Leia, na íntegra, decisão do desembargador Amaury Moura que negou recurso de Renato Dantas

TRIBUNAL DE JUSTIÇA DO RIO GRANDE DO NORTE GABINETE DO DESEMBARGADOR AMAURY MOURA
Agravo de Instrumento com Suspensividade n° 2013.007122-9 Origem: Vara Única da Comarca de Tangará/RN Agravante: Tirso Renato Dantas Advogados: Dr. Marcus Vinicius Coelho Leal de Oliveira e outros Agravado: Ministério Público Estadual Relator: Desembargador Amaury Moura Sobrinho
Decisão
Trata-se de Agravo de Instrumento com suspensividade interposto por Tirso Renato Dantas contra decisão proferida pelo Juízo de Direito da Vara Única da Comarca de Tangará/RN que, nos autos da Ação Declaratória de Inexistência de Casamento (processo no 0100172-53.2013.8.20.0133), deferiu, em parte, o pedido de tutela antecipada e determinou a suspensão dos efeitos do casamento celebrado entre Ruyma Mansur Pereira e o ora recorrente, devendo a decisão ser comunicada ao INSS, por seu superintendente no Estado do Rio Grande do Norte, além de cientificado o Ofício de Registro Civil de Tangará/RN, por seu Tabelião, para adoção das medidas necessárias para o cumprimento da decisão.
Em suas razões recursais, afirma, em suma, que se casou pela primeira vez com a senhora Ruyma Mansur Pereira em 19 de maio de 1979, quando os nubentes ainda eram muito jovens; ficaram casados por aproximadamente oito anos; reencontraram-se no ano de 2011, e, em um jantar comemorativo, em 29 de outubro daquele ano, o casal anunciou a familiares e amigos a pretensão de casar-se novamente; a afirmação do Ministério Público de que houve simulação de casamento para o agravante se beneficiar de uma pensão junto ao INSS não condiz com a verdade, até porque o agravante, na condição de padrasto, já chegou a enviar toda a quantia que recebe para os filhos de sua esposa.

# # # # # # #

Segundo o trecho do documento, em que data Tirso Renato Dantas se casou pela primeira vez com Ruyma Mansur Pereira?

▸ **Dados em estudo**

# # # # # # #

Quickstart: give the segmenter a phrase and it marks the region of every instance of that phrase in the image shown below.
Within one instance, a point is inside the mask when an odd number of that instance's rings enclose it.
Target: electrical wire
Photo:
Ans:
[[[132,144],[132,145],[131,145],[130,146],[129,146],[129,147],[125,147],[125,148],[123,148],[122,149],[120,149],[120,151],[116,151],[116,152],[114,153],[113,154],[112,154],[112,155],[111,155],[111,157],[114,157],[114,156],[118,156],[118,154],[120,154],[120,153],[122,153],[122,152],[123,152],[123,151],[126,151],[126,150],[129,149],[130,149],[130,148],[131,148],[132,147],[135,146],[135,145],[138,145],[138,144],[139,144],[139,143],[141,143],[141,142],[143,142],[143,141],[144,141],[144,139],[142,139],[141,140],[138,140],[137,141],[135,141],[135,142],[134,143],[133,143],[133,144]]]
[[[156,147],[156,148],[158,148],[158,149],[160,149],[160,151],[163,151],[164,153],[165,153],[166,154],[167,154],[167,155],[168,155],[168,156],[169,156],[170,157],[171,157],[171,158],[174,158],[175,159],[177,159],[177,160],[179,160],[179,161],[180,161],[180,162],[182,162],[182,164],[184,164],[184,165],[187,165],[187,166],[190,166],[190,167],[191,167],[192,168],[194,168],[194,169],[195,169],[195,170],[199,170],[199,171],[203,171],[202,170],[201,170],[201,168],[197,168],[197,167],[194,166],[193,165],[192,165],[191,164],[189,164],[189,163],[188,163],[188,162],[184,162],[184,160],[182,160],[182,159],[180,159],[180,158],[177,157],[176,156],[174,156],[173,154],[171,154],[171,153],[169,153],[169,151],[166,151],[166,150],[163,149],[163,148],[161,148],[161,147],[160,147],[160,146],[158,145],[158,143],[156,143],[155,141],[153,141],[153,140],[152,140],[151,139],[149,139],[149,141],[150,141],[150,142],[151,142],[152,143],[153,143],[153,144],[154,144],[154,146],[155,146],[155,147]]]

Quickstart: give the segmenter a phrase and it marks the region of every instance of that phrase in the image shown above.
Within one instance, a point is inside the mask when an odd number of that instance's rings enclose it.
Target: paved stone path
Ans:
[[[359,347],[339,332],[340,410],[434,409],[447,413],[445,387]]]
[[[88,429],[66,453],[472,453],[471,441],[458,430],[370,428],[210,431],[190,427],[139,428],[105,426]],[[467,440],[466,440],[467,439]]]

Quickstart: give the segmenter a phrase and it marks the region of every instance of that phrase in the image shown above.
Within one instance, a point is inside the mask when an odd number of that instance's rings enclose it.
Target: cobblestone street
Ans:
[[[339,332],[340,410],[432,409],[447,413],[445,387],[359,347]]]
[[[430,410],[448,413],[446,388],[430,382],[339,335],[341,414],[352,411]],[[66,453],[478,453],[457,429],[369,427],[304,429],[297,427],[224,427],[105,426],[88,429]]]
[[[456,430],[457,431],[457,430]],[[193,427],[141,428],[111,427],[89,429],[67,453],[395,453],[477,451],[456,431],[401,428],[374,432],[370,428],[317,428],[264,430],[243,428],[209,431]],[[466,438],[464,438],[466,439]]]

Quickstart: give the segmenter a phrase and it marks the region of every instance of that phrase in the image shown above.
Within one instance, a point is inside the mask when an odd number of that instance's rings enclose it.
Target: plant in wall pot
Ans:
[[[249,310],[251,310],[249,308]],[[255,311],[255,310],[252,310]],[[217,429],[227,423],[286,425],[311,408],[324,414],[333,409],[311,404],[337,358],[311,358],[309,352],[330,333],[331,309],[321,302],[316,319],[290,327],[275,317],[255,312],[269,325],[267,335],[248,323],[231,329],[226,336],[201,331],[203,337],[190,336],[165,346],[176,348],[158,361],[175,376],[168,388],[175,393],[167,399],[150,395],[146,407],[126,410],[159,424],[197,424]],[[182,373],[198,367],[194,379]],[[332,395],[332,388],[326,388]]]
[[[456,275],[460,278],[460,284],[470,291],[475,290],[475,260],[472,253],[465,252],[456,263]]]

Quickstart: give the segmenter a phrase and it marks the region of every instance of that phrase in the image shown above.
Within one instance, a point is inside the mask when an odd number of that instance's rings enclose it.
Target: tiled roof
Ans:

# # # # # # #

▸ **Solução do problema**
Em 19 de maio de 1979.